_Instructions for the task_
Every line below that holds the string "blue" should be copied.

※

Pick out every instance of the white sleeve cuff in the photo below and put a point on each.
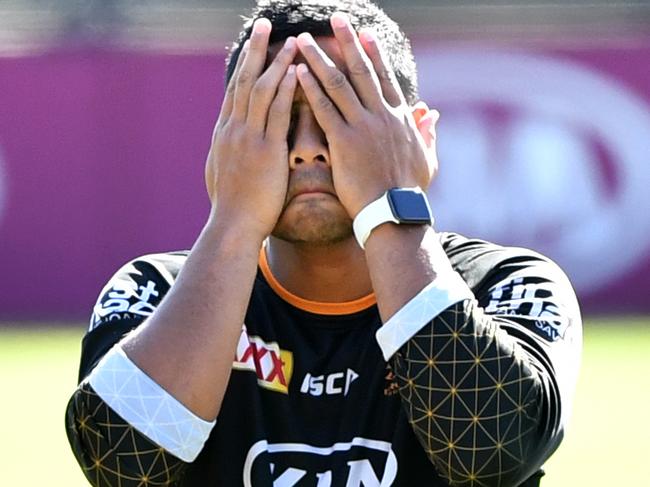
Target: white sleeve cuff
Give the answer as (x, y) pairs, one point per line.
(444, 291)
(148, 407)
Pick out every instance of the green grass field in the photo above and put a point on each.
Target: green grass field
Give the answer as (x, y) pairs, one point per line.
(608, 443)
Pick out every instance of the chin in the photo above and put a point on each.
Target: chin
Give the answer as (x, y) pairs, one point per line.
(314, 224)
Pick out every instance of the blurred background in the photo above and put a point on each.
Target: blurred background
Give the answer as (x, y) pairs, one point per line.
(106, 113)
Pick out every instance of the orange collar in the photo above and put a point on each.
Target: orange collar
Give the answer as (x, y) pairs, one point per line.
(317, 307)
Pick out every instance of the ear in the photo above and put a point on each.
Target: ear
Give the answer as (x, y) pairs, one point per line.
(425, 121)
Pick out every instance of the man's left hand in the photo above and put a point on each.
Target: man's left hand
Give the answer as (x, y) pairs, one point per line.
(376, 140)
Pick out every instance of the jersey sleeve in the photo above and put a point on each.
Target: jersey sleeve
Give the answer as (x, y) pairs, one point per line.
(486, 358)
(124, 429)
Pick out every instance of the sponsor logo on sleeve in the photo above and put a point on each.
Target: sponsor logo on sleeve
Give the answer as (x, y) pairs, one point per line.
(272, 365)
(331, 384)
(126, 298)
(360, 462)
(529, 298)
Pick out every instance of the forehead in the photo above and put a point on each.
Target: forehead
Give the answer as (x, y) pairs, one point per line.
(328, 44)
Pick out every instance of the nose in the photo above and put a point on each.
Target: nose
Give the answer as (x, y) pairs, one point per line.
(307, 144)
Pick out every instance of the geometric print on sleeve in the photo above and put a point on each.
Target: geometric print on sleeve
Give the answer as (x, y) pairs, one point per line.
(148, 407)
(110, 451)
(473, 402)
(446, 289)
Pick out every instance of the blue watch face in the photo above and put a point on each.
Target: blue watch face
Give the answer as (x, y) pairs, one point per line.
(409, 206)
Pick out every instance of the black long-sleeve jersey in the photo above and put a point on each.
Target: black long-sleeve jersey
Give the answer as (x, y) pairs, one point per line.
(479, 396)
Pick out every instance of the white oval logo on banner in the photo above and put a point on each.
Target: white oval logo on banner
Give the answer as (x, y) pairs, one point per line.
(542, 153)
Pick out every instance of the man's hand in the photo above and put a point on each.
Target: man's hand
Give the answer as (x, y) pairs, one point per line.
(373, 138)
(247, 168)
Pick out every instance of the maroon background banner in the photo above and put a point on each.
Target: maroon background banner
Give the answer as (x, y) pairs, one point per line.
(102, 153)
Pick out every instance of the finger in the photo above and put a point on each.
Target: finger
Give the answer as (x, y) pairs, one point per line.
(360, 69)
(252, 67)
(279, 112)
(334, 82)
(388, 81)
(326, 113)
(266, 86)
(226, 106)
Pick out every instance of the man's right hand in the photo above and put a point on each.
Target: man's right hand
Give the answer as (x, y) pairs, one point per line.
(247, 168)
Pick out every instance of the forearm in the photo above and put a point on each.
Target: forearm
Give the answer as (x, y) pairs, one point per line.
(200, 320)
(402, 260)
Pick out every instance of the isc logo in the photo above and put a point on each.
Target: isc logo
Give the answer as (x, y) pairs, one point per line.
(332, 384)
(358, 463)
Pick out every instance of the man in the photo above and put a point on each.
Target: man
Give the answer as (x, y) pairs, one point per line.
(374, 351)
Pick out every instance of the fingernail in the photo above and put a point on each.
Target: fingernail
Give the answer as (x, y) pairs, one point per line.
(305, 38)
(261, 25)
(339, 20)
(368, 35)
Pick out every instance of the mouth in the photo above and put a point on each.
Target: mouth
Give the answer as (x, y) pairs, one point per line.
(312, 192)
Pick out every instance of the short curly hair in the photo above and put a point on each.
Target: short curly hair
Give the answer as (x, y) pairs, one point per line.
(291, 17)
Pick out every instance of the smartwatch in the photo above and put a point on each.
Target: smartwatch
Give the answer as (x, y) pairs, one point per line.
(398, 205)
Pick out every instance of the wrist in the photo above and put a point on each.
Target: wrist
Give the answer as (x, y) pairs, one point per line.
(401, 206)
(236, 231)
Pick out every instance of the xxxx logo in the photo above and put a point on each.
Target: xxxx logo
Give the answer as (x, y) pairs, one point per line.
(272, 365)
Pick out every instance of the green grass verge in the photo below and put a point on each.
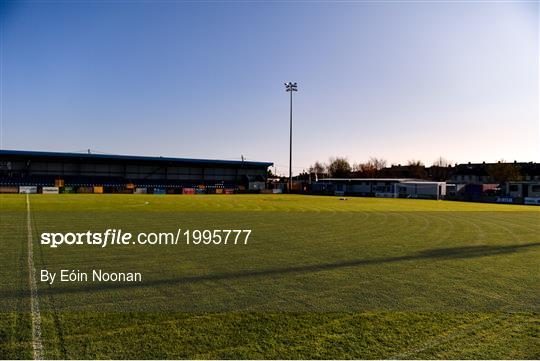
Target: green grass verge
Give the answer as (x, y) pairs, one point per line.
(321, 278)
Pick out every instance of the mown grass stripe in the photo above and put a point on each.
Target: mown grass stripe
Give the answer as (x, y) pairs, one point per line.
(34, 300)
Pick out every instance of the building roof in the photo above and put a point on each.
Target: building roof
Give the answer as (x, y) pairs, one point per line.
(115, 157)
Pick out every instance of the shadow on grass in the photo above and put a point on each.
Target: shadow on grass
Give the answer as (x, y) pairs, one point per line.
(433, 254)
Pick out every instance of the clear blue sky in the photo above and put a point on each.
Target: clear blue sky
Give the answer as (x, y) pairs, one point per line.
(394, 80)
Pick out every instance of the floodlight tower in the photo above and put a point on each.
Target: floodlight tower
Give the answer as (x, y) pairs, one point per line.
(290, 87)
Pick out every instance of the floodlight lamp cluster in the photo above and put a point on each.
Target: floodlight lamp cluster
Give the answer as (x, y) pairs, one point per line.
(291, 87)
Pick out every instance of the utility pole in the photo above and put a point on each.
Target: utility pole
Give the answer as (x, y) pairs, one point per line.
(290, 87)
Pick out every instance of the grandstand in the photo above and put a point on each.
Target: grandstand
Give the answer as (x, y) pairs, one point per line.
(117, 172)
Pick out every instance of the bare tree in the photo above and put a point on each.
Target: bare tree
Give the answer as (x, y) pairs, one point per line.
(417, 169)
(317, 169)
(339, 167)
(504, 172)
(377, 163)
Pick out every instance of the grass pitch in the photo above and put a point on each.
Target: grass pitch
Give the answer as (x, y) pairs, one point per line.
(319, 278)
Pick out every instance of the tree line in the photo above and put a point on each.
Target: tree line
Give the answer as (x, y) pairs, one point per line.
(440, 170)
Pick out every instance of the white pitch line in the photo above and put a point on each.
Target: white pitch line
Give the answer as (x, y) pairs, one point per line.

※

_Exercise output_
Pick out every instance of the blue watch face in the photo above and put a point on each.
Target: blue watch face
Pick out every instance of the clear blue sky in the photo above and put a point on each.
Target: clear blue sky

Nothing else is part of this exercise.